## Description of the task
Which lines in the rows below contain the string "smoke"? Return every such line unchanged.

## Raw data
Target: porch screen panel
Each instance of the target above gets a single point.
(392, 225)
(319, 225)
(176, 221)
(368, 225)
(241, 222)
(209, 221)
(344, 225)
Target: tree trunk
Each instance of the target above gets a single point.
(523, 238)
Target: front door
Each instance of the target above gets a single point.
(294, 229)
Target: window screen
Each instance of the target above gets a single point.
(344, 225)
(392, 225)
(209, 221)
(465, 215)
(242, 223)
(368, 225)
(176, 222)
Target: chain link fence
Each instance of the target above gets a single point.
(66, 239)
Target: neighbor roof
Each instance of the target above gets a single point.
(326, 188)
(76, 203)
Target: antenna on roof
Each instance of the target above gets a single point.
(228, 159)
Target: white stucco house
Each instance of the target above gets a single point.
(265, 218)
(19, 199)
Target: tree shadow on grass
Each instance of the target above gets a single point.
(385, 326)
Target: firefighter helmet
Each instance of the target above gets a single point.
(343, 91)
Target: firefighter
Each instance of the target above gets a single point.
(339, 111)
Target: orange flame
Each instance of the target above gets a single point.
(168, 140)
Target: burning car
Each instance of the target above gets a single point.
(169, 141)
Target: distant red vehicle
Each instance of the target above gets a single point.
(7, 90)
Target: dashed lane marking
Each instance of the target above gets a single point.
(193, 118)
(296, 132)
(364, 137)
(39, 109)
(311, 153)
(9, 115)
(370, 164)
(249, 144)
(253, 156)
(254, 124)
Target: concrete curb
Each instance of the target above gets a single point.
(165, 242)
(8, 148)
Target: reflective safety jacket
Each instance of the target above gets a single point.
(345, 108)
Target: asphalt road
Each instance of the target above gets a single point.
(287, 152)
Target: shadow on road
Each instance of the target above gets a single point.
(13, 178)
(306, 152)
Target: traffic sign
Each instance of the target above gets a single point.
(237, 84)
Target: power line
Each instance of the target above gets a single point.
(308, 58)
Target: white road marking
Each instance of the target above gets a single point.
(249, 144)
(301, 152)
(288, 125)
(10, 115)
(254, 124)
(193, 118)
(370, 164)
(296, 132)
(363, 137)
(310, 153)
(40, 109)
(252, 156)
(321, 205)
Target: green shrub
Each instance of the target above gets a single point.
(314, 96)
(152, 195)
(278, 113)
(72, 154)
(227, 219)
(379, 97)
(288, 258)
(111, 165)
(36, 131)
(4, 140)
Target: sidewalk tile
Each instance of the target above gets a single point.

--

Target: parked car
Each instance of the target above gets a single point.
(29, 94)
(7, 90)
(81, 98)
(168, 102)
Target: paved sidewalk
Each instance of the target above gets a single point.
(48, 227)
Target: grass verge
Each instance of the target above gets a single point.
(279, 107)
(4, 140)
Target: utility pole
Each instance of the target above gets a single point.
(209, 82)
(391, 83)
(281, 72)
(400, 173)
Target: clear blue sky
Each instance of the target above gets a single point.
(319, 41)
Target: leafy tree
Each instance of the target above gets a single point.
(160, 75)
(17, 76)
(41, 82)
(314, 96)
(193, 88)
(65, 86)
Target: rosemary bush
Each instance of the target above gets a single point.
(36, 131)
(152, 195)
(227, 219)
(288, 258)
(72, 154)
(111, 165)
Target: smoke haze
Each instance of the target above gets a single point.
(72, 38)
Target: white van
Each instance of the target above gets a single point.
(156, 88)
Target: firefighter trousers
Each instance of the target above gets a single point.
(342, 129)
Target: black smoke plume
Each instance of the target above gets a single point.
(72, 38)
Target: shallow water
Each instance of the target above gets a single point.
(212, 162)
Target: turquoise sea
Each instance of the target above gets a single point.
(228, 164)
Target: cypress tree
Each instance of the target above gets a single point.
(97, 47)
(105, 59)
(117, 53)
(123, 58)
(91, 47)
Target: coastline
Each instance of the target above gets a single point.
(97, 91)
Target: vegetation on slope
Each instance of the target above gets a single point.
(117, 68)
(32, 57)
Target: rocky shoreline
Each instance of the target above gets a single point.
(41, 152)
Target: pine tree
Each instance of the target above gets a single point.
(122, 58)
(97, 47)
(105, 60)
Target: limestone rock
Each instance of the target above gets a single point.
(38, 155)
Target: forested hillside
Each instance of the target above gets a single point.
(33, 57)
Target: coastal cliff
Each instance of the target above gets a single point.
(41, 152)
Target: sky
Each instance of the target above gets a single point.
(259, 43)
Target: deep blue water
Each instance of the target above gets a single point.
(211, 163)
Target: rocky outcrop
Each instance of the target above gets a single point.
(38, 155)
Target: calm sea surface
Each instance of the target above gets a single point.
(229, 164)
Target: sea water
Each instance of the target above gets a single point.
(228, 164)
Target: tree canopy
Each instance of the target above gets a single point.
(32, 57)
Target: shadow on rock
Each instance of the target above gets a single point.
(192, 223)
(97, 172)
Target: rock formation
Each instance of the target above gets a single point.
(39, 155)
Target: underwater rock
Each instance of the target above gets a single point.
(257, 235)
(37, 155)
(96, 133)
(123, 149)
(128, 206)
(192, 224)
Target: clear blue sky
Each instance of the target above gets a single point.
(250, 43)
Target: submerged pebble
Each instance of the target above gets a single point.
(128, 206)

## Expected output
Target: smoke haze
Target: black smoke plume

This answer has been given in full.